*** RAW DATA

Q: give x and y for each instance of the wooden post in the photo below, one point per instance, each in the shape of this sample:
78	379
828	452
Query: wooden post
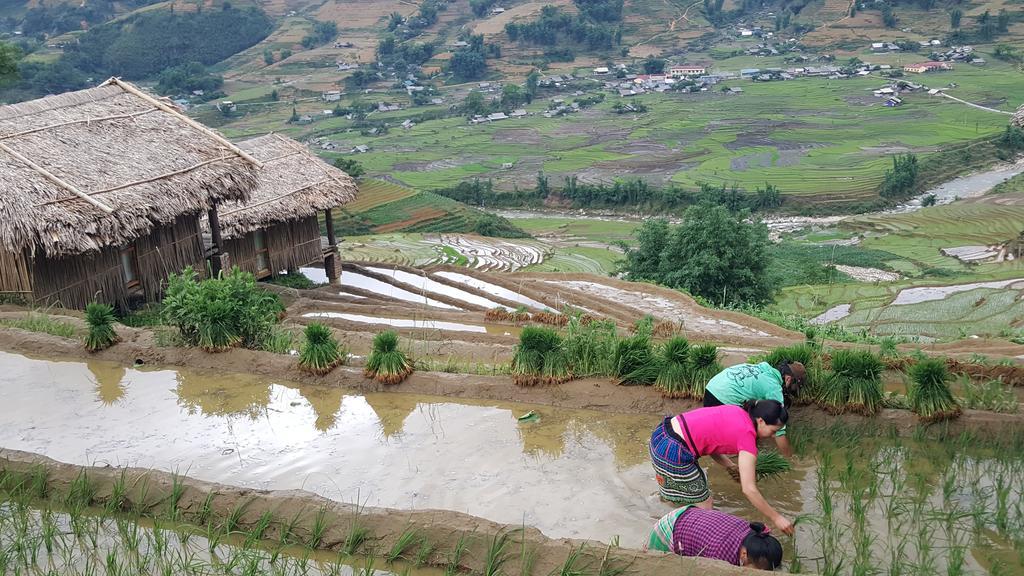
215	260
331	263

******
*** RAW DATA

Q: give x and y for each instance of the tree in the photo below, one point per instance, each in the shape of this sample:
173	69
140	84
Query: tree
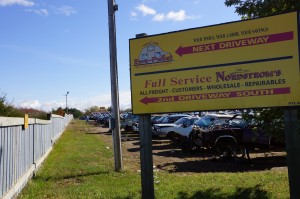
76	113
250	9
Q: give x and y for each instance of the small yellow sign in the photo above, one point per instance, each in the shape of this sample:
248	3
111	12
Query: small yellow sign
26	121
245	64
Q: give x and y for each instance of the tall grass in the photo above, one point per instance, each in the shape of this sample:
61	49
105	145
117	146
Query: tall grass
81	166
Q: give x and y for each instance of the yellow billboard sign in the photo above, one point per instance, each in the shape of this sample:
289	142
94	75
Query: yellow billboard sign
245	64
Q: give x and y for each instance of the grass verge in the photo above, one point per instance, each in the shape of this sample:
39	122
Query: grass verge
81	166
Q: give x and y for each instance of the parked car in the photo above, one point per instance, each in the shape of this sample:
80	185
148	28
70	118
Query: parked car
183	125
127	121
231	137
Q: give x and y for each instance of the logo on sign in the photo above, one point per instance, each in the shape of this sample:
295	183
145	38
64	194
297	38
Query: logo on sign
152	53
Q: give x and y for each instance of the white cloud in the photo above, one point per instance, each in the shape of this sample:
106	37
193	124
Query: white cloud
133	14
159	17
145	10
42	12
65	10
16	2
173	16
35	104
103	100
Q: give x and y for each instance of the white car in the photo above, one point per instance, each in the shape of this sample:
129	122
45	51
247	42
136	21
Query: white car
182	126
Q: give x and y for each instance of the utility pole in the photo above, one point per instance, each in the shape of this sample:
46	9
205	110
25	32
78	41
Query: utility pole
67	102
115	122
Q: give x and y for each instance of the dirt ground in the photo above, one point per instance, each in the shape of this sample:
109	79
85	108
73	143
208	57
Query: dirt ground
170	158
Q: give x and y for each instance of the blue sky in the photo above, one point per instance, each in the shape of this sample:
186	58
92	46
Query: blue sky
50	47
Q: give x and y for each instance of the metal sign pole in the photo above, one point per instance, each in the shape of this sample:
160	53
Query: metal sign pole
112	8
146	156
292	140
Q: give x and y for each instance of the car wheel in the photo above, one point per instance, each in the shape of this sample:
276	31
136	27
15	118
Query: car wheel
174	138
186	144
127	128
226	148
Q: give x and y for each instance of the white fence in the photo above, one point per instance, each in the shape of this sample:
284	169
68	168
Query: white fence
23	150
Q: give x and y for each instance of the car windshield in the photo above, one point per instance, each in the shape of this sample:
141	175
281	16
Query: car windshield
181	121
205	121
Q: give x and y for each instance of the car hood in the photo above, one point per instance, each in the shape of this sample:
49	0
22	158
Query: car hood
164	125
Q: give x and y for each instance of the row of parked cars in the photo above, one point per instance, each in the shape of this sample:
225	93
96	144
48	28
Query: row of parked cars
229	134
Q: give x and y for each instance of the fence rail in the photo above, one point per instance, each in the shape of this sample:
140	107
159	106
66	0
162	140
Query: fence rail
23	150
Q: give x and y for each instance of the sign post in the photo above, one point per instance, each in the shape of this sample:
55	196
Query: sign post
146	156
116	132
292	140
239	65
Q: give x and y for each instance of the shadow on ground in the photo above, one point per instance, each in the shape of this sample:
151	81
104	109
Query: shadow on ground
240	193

******

**EXERCISE INSTRUCTIONS**
In the material above, find each line that contains the word "below", and select it.

**TASK SOLUTION**
Q: give x and y for each instance of the wooden post in the photo below, one point per instance, each in the shape of this sample:
Q: give x and y for each instance of the tree in the photo below, one point per instance, each in the shape of this sample:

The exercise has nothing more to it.